▶ Set problem:
Please reproduce the stretch of the listing below from the line containing "the tower spire" through the end of the listing word for word, leaving out the pictures.

--- Start of Source material ---

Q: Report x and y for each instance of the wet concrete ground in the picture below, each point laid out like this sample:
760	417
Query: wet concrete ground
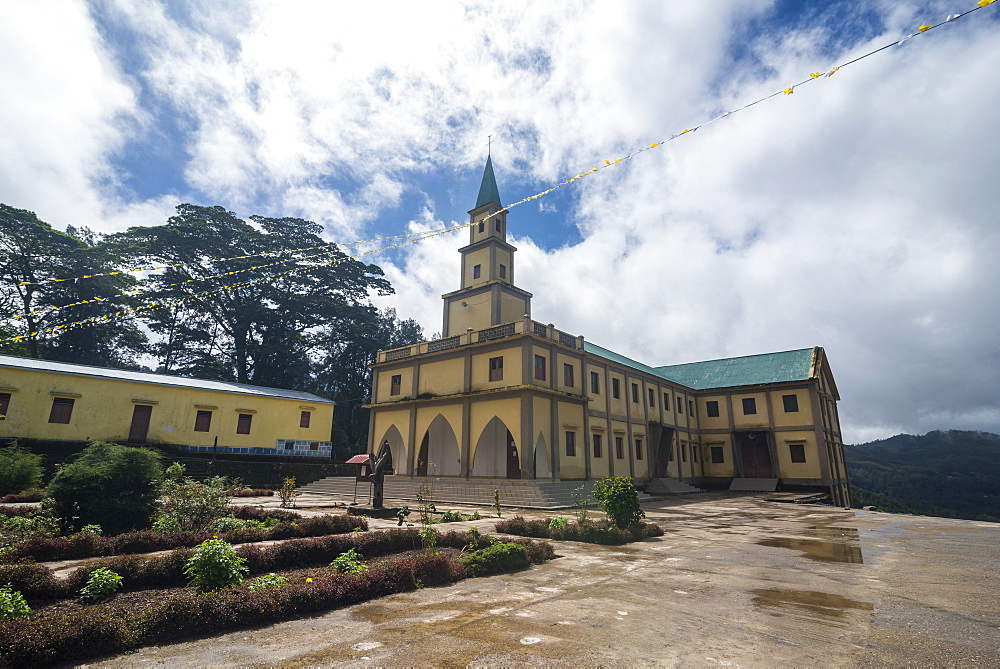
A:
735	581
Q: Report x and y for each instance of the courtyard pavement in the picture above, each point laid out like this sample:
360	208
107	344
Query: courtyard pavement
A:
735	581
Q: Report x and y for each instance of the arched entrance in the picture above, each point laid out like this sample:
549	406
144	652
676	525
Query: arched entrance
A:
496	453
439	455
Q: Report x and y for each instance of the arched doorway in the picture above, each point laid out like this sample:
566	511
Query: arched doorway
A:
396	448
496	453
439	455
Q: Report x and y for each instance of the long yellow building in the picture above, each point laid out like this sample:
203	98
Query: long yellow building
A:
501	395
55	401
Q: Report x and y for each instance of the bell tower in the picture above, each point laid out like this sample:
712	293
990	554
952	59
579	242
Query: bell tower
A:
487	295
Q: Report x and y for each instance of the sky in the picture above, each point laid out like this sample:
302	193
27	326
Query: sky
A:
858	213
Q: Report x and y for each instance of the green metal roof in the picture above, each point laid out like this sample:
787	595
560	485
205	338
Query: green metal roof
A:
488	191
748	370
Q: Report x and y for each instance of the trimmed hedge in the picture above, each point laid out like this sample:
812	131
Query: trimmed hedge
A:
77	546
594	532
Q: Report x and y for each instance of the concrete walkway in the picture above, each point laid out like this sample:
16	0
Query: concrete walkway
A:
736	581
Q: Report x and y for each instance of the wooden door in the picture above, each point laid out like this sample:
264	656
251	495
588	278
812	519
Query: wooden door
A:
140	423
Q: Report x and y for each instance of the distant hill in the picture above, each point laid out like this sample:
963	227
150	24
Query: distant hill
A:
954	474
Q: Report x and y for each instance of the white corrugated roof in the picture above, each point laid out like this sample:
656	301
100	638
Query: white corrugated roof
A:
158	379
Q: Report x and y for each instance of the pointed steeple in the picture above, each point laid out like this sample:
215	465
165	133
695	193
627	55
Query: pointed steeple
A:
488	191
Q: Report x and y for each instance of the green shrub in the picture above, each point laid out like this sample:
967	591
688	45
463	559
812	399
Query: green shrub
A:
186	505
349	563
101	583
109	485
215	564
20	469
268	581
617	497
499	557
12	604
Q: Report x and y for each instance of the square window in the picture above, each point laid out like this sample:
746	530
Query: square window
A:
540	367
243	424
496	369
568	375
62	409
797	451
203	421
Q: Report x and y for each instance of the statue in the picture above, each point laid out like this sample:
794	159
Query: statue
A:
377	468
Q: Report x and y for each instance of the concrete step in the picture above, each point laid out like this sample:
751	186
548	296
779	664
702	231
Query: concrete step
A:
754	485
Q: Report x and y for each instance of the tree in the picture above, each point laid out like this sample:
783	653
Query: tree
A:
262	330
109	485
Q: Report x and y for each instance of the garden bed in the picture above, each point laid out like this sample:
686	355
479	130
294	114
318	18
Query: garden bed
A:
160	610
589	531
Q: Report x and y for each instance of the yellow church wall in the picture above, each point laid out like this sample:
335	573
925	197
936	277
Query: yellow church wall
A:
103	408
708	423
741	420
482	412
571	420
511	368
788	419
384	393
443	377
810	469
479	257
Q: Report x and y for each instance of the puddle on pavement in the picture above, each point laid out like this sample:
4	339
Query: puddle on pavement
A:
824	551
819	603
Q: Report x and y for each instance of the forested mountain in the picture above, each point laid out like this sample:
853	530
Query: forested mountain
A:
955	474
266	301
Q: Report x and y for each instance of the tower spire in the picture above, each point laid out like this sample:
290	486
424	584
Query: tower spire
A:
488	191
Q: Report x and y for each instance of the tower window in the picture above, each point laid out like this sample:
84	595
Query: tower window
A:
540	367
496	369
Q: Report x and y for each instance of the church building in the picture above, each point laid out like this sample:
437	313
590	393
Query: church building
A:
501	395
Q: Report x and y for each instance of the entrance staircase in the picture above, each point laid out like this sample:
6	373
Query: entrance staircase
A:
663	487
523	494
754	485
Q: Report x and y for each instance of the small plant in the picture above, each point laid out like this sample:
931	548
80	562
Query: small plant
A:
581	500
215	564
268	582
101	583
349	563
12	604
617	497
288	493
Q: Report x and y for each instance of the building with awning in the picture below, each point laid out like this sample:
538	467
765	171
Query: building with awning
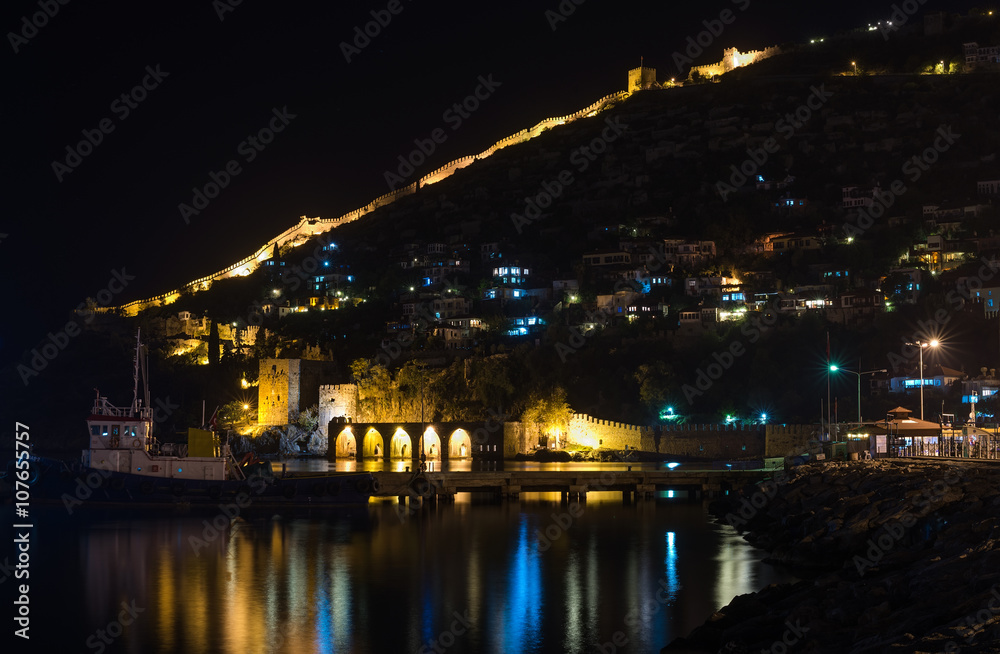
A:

--- End of Source material ---

▶ Correct output:
Q: Report x and y for each instance of the tower spire in the picture above, each point laid out like this sample:
290	486
424	584
Query: tower spire
A:
488	191
Q: Report x and y for each instance of the tower window in the picture above, each point laid out like this sample:
84	595
Query: tower window
A:
540	367
496	369
Q: Report x and y for each instance of the church building in the picture above, each point laid out like this sample:
437	313
590	393
Query: church building
A:
501	395
Q: Report x and y for each instance of the entrance staircase in the picture above, each point laid out like this sample:
6	373
Query: entrance staircase
A:
663	487
523	494
754	485
Q: Report x and y for each instance of the small plant in the picture above, each point laid out like this sample:
931	548
80	562
Query: small plant
A:
581	500
215	564
268	582
101	583
349	563
12	604
617	497
288	493
Q: Report x and y for each instance of the building with awning in the picture below, each point laid out like this sample:
538	467
765	171
Query: building with awning
A:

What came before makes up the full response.